> Problem
Reproduce all the entries precisely.

[Position annotation records]
- - - - -
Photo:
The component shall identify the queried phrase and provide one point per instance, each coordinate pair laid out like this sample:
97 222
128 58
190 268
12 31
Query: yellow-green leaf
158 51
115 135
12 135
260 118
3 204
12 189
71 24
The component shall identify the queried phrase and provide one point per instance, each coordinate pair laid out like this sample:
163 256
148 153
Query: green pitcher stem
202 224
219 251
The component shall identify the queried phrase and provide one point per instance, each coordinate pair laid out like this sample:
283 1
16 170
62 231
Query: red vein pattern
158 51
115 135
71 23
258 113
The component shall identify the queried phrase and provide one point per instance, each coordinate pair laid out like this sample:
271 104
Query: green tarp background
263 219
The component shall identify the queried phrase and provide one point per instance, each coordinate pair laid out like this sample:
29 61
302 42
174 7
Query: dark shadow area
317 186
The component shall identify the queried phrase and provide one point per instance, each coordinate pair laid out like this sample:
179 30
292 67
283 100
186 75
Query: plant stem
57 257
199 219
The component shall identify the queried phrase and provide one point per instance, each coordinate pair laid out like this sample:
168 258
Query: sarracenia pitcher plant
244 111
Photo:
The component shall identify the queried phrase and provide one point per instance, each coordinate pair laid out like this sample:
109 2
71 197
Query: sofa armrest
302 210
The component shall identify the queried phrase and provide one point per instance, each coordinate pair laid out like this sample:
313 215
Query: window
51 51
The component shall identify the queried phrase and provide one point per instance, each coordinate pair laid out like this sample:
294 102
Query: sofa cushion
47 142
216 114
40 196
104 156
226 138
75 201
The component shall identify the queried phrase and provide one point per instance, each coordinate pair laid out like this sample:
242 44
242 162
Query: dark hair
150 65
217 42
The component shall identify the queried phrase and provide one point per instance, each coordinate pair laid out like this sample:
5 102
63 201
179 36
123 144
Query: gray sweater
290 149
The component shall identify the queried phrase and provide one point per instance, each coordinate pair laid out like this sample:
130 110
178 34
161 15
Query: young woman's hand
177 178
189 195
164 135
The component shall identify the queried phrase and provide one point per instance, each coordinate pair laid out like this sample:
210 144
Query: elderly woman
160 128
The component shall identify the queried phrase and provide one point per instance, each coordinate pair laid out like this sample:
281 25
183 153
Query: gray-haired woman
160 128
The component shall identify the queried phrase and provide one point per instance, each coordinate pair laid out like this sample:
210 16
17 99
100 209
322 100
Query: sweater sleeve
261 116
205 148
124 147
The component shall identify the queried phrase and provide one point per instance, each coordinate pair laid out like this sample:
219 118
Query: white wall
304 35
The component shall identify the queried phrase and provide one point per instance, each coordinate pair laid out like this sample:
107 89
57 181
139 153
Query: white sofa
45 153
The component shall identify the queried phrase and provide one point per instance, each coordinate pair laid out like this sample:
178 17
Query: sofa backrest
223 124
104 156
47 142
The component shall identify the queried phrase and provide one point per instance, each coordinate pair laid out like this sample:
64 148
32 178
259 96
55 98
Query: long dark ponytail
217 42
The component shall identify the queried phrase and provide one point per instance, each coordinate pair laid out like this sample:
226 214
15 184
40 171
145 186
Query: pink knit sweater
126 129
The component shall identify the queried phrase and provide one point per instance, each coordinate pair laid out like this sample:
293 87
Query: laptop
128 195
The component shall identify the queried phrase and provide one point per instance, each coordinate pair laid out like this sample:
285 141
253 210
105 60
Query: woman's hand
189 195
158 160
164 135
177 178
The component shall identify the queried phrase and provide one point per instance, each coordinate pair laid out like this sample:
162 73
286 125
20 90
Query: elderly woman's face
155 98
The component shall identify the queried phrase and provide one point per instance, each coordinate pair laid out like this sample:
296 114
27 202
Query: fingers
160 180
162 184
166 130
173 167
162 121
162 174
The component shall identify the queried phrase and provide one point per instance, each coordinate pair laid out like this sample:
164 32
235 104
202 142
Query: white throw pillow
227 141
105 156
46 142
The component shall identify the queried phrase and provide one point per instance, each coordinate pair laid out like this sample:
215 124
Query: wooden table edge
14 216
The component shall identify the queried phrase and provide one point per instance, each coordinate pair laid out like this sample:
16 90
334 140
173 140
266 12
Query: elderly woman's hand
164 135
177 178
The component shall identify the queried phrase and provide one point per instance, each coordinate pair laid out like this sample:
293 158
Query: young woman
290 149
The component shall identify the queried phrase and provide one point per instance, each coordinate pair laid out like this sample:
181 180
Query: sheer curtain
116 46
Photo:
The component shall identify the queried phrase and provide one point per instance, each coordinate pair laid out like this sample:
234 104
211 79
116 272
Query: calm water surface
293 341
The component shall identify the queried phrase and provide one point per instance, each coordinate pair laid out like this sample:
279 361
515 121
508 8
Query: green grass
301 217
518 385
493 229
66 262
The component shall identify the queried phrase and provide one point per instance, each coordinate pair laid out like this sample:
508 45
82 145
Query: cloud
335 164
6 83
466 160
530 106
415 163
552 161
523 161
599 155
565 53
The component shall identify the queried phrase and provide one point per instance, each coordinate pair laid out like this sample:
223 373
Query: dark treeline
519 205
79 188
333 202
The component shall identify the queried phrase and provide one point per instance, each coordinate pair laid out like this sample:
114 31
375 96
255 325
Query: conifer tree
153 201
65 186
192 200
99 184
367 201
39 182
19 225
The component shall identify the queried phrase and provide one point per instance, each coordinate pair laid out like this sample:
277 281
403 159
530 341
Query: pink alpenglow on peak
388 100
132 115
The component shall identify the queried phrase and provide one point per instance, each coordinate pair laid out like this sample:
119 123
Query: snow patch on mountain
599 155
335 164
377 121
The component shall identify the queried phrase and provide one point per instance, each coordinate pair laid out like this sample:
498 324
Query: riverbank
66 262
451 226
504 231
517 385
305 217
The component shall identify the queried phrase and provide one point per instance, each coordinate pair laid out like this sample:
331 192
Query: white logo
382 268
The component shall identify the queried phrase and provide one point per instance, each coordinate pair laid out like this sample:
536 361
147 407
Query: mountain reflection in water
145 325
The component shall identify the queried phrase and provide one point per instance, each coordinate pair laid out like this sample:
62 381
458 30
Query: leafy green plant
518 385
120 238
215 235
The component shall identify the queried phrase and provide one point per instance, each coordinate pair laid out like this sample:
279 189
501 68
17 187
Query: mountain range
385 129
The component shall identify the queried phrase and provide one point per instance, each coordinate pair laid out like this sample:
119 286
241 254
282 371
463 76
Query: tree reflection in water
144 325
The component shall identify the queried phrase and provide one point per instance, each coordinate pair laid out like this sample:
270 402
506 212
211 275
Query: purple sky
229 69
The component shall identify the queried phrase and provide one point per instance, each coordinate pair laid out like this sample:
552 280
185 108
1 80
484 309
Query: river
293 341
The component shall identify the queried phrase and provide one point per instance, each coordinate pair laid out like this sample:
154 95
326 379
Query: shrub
- - - - -
> Final result
Photo:
The component shall identify the queried phrase and provide one point per instance, each coordinate pair laid out like this sample:
97 222
128 58
190 268
12 31
Query: yellow-green leaf
158 51
115 135
12 135
260 118
3 204
12 189
71 24
The component shall identify the queried phrase and provide one point per instance, each coordinate pair laid out like this sample:
163 256
148 153
Query: green pitcher stem
202 224
219 251
The component shall identify the queried phrase and provide one point per instance, each coordinate pair laid out like this sample:
283 1
16 170
62 231
Query: red vein pattern
158 51
115 135
71 23
258 113
The component shall identify the queried phrase and provide one point per instance, each coordinate pair laid out like this sample:
271 104
Query: green tarp background
263 219
The component shall identify the queried phrase and provide one point per instance, each coordinate pair laid out like this sample:
29 61
302 42
174 7
Query: dark shadow area
317 186
The component shall identify the queried phrase and provide one point per instance, each coordinate pair laid out like this sample:
179 30
292 67
283 100
186 75
Query: plant stem
57 257
199 219
The component shall identify the queried phrase and provide one point per instance, each coordinate pair laid out like this sample:
168 258
Query: sarracenia pitcher plant
244 111
Photo:
The component shall identify the queried phrase and provide one point per instance, each coordinate pair laid out like this sample:
109 2
71 197
Query: sofa armrest
302 210
The component shall identify the queried phrase and provide one point per instance, each coordinate pair laid out like this sample:
313 215
Query: window
51 51
The component shall identify the queried phrase and provide one point per instance, each coordinate pair laid out like this sample:
294 102
Query: sofa cushion
47 142
216 114
40 196
104 156
226 138
75 201
The component shall identify the queried phrase and provide one point per instance, each coordinate pair laid out like this sample:
242 44
242 162
Query: dark hair
150 65
217 42
The component shall identify the queried phrase and provide one point per instance, each coordinate pair laid out like this sample:
5 102
63 201
179 36
123 144
Query: gray sweater
290 149
The component shall identify the queried phrase and provide one point per instance, each coordinate pair laid out like this sample:
130 110
178 34
161 15
Query: young woman's hand
177 178
189 195
164 135
The component shall identify the queried phrase and provide one point per instance, each coordinate pair laid out like this sample:
210 144
Query: elderly woman
160 128
The component shall identify the queried phrase and provide one point per instance, each coordinate pair laid out like this sample:
281 25
183 153
Query: gray-haired woman
160 128
The component shall identify the queried phrase and provide one point per instance, each coordinate pair laid out like this sample:
210 16
17 99
100 209
322 100
Query: sweater sleeve
261 116
205 148
124 147
The component shall identify the queried phrase and provide one point per instance, each coordinate pair laid out like this sample:
219 118
Query: white wall
304 35
The component shall identify the queried phrase and provide one point per instance, each coordinate pair laid out like this sample:
107 89
57 181
139 153
Query: white sofa
45 153
The component shall identify the queried phrase and provide one point per instance, each coordinate pair laid out like this sample:
178 17
Query: sofa backrest
223 124
104 156
47 142
The component shall identify the queried phrase and provide one point per instance, each coordinate pair laid out like this sample:
64 148
32 178
259 96
55 98
Query: long dark ponytail
217 42
The component shall identify the queried phrase and provide one point per instance, each coordinate pair laid out like this sample:
226 214
15 184
40 171
145 186
Query: pink knit sweater
126 129
The component shall identify the queried phrase and provide one point per instance, each coordinate pair laid out like this sample:
293 87
Query: laptop
128 195
The component shall identify the queried phrase and provide one point per instance, each coordinate pair laid out like this sample:
285 141
253 210
105 60
Query: woman's hand
189 195
158 160
164 135
177 178
The component shall identify the queried phrase and provide one point per instance, each coordinate pair laid out like this sample:
162 73
286 125
20 90
Query: elderly woman's face
155 98
The component shall identify the queried phrase and provide one point per instance, each coordinate pair laid out like this sample:
296 114
27 202
Query: fingers
160 180
162 184
166 130
173 167
162 121
162 174
The component shall identify the queried phrase and provide one point per instance, each coordinate pair laid out like this sample:
164 32
235 104
202 142
Query: white throw pillow
227 141
105 156
46 142
The component shall identify the queried phrase and provide one point per instance, each coordinate pair laid out like this sample:
215 124
Query: wooden table edge
14 216
The component shall identify the queried phrase and provide one point per instance, each coordinate pair laid out like this sample:
16 90
334 140
173 140
266 12
Query: elderly woman's hand
164 135
177 178
The component shall identify the queried phrase and provide one point per instance, each coordinate pair laid out like this sample:
293 158
Query: young woman
290 149
The component shall identify the queried phrase and provide one point per instance, each coordinate pair laid out like this sample:
181 180
Query: sheer curtain
116 46
Photo:
The component shall identify the queried phrase and provide one point per instance, each coordinate pair laid out like this sample:
234 104
211 79
116 272
Query: calm water surface
293 341
The component shall identify the queried phrase and provide one point per instance, each coordinate pair laid out like this sample:
279 361
515 121
508 8
Query: green grass
301 217
518 385
493 229
66 262
The component shall identify the queried phrase and provide one point per instance, each coordinate pair laid out like this sample:
508 45
82 145
Query: cloud
335 164
6 83
466 160
530 106
415 163
552 161
523 161
599 155
565 53
The component shall identify the queried phrase and provide one point per instance, each coordinate pair laid out like this sample:
223 373
Query: dark treeline
519 205
79 188
333 202
The component shall identify the queried phrase and provide one point per instance, each coordinate pair laid out like this sample:
114 31
375 96
255 325
Query: conifer tree
153 201
65 186
192 200
99 184
367 201
39 182
19 225
The component shall identify the queried phrase and provide one point per instance, each coordinate pair laid out like this sample:
277 281
403 159
530 341
Query: pink alpenglow on peak
388 100
132 115
The component shall identify the queried phrase and provide one point per instance, each coordinate pair laid out like this sample:
119 123
Query: snow patch on mountain
599 155
335 164
377 121
The component shall identify the queried phrase and provide one point per instance, each coordinate pair laid out like this sample:
498 324
Query: riverbank
66 262
451 226
504 231
517 385
305 217
The component shall identify the queried phrase and provide one point per instance, each coordinate pair laid out like this sample:
331 192
Query: white logo
382 268
The component shall identify the queried phrase and provide one point per instance, each coordinate pair laid out like this sample:
536 361
147 407
Query: mountain reflection in water
145 325
The component shall identify the queried phrase and provide one point per instance, each coordinate pair laid out like this sample:
62 381
458 30
Query: leafy green plant
518 385
120 238
215 235
The component shall identify the queried phrase and provide one point per instance, each coordinate pair laid out like this sample:
279 189
501 68
17 187
Query: mountain range
385 129
The component shall identify the queried phrase and provide one point per instance, each coordinate pair laid out like this sample:
119 286
241 254
282 371
463 76
Query: tree reflection in water
144 325
The component shall identify the queried phrase and provide one point per instance, each coordinate pair laid out like this sample:
270 402
506 212
211 275
Query: purple sky
229 69
The component shall identify the queried phrase and provide one point per instance, each coordinate pair laid out like this sample:
552 280
185 108
1 80
484 309
Query: river
293 341
The component shall identify the queried phrase and provide one point per instance, each coordinate pair laid out like this sample:
154 95
326 379
Query: shrub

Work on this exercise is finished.